====== Belge Metni
Bu değerlendirme yazısı yazılırken linkte bulunan haber akışından faydalanılmıştır.

 

İÇ POLİTİKA

Ateşkes sona erdi

8 Haziran 2023’te gerçekleşen MGK toplantısı alınan kararlar açısından yeni dönemin ipuçlarını veriyor. Özellikle Suriye’nin toprak bütünlüğünün, kalıcı barış ve istikrarın tesisinin terör örgütlerinden temizlenmesi ile mümkün olacağına yapılan vurgu, sınır ötesi operasyonlara hız kesmeden devam edileceğinin bir işareti olarak yorumlanabilir.  Devletin operasyonlara devam kararının ardından, KCK Yürütme Konseyi Eşbaşkanlığı, 6 Şubat’taki Maraş merkezli depremlerin ardından ilan ettiği “eylemsizlik” sürecini, Türkiye’nin artarak süren saldırılıları ve PKK Lideri Abdullah Öcalan üzerindeki tecridin ağırlaştırılmasını gerekçe göstererek sonlandırdığını açıkladı.

Konser yasakları ile had bildirme

İktidarın seçim sonrasında attığı adımlar, ‘kim olursan ol, ya biat edeceksin ya da sessiz kalacaksın aksi durumda cezalandırılıp dışlanacaksın’ çerçevesinde ilerlemeye devam ediyor. Bunun etkilerini kültür sanat alanında görmeye başladık. Bu anlamda 61. Uluslararası Bursa Festivali kapsamında 29 Temmuz Cumartesi günü sahne alacak sanatçılar arasında yer alan Hüseyin Turan seçim sürecindeki açıklamaları nedeniyle, konser programından çıkartıldı.

PowerTürk Müzik Ödülleri Töreni’nde aldığı ödül sonrası yaptığı konuşmada kadın cinayetlerine dikkat çeken Melek Mosso‘nun sahne aldığı konser nedeniyle eleştirilen Tekirdağ Süleymanpaşa’nın AKP’li Belediye Başkanı Cüneyt Yüksel, AK Parti Genel Merkezi’ne çağrıldı. Savunması istenen Yüksel sonrasında istifasını verdi.
============
====== Sağlanan Veriler
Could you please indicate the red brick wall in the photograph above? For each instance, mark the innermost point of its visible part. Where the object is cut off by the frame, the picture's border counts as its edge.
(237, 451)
============
Belge metnine göre Hüseyin Turan hangi festivalin konser programından çıkarıldı?

:: Yanıt ::
61. Uluslararası Bursa Festivali'nin konser programından çıkarıldı.